• Data for processing:
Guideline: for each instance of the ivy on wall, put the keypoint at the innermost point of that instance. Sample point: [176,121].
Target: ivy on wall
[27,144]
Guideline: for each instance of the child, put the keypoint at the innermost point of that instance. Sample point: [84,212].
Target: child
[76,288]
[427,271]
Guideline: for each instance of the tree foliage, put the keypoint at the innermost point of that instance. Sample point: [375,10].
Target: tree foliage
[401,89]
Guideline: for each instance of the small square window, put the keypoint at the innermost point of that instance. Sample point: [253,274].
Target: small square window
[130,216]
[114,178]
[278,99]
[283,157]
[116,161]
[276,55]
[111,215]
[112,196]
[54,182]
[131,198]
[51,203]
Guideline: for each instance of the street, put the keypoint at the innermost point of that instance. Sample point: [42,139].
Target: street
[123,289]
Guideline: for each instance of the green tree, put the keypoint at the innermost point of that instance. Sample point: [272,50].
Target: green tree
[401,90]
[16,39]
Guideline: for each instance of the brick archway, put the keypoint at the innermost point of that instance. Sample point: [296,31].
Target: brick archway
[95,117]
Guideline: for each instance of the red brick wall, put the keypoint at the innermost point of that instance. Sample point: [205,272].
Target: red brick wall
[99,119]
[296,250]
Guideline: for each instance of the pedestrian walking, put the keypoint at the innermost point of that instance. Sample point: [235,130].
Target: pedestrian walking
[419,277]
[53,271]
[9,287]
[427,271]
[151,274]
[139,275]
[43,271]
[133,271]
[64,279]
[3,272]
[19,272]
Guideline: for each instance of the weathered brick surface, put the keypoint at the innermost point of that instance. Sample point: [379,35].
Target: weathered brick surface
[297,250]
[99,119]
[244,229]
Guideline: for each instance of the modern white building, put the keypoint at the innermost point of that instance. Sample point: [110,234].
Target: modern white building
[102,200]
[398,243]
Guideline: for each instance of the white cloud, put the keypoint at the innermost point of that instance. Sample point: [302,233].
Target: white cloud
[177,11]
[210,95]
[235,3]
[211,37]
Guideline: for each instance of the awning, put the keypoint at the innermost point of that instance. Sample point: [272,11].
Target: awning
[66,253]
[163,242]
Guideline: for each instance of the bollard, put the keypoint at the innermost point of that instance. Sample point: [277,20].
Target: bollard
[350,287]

• How to complete this task: Among the entries above, find the line with "Guideline: for each instance of the street, put" and the line with "Guideline: for each instance of the green"; give again exactly these two lines and all lines between them.

• Output of the exercise:
Guideline: for each instance of the street, put the keypoint at the innermost point of that instance. Sample point: [42,139].
Target: street
[123,289]
Guideline: for each instance of the green tree, put the keypoint at the innermost point of that instance. Sample point: [272,50].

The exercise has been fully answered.